To do
Rewrite the stretch of the listing from the line containing "Warehouse picking: mark the background" through the end of the listing, changing "pick planner" to "route planner" and keeping everything else the same. Give only those lines, without the pictures.

--- start of Record extracts ---

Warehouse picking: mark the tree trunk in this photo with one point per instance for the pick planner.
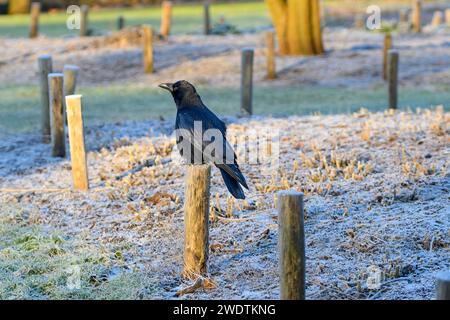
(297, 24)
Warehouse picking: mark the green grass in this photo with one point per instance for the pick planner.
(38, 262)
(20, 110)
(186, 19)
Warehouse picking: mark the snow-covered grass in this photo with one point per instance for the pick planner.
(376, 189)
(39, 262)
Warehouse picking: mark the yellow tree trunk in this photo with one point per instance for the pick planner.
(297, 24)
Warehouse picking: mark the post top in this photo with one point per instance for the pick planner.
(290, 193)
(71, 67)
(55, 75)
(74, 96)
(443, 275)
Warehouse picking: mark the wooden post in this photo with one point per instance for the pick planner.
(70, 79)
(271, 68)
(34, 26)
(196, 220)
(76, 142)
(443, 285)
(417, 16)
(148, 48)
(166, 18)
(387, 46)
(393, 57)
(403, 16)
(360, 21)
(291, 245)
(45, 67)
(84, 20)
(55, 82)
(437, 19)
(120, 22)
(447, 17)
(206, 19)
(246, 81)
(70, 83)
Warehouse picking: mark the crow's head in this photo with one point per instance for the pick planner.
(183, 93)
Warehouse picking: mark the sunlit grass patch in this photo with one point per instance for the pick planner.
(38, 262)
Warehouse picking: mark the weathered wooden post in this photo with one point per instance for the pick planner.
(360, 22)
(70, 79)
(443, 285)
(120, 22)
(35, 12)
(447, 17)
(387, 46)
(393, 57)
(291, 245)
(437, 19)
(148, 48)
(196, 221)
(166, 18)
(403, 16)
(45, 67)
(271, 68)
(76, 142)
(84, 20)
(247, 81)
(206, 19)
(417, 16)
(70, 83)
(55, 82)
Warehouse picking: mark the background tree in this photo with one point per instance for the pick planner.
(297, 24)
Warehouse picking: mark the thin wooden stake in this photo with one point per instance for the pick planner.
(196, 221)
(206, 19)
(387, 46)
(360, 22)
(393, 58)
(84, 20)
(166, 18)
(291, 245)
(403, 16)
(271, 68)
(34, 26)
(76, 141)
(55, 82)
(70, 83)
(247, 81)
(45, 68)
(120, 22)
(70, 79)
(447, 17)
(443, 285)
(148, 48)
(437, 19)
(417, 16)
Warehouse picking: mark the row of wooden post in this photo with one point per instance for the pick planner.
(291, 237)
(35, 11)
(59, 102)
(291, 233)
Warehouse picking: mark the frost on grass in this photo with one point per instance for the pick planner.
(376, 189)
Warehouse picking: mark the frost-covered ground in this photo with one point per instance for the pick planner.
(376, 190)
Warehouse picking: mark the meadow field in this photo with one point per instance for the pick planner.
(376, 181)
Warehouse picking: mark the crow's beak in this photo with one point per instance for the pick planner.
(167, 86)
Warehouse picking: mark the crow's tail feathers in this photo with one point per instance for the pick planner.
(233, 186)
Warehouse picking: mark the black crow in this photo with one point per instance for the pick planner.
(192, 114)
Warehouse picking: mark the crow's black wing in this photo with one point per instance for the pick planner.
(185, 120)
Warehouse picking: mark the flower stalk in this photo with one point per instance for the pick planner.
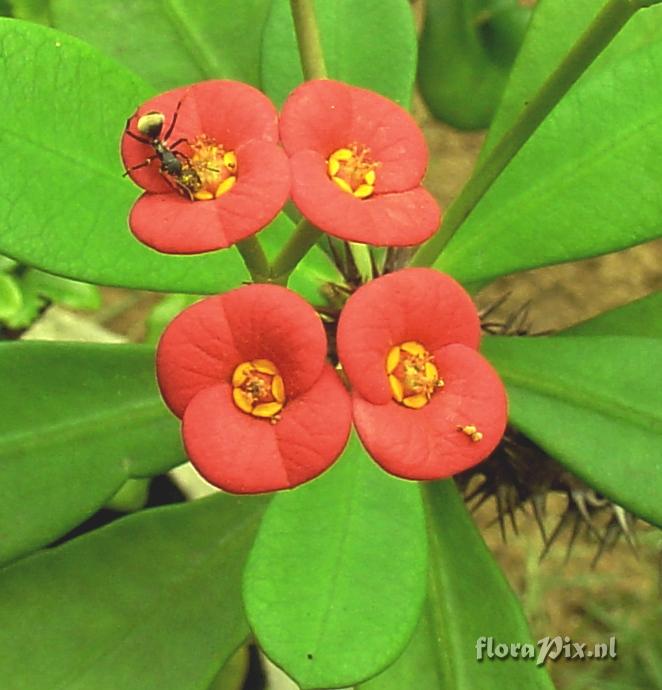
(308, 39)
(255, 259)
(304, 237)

--- end of Record extracts ---

Solution to the problem
Warehouse picking: mark the background tree in this photo with one point per instance for the route planner.
(297, 24)
Warehouse picking: mark the thin wooden stake in this photo with one point per instance for the route planner.
(196, 221)
(206, 19)
(387, 46)
(360, 22)
(393, 58)
(84, 20)
(166, 18)
(291, 245)
(403, 16)
(271, 68)
(34, 26)
(76, 141)
(55, 82)
(70, 83)
(247, 81)
(45, 68)
(120, 22)
(70, 79)
(447, 17)
(443, 285)
(148, 48)
(437, 19)
(417, 16)
Warehouse picking: mark the row of wooden post in this photo with one point per instance for the route planner.
(291, 237)
(35, 11)
(59, 102)
(291, 233)
Warehouse picking: mark the frost on grass in this photo with one point per instance for the route planner.
(376, 189)
Warehouse picking: mark the frost-covered ground in this photo with one point per instance for the route planner.
(376, 190)
Warehouse picking: mark the meadow field in this photo with one point per instance for the route planner.
(376, 181)
Warehouse picking: mark the crow's beak in this photo with one point per instance for the route planner.
(167, 86)
Warehouse picking: mark the crow's tail feathers in this photo with one point per instance for the route planner.
(233, 186)
Warehouse picking: mark the black crow in this photo with one point per instance for the route planner.
(192, 114)
Warehouse picking: mark the crow's black wing in this photo with one point per instance for the route planner.
(185, 120)
Warehouse picking: mark the flower stalk in this photo with one point per instance for the route planner.
(308, 39)
(255, 259)
(304, 237)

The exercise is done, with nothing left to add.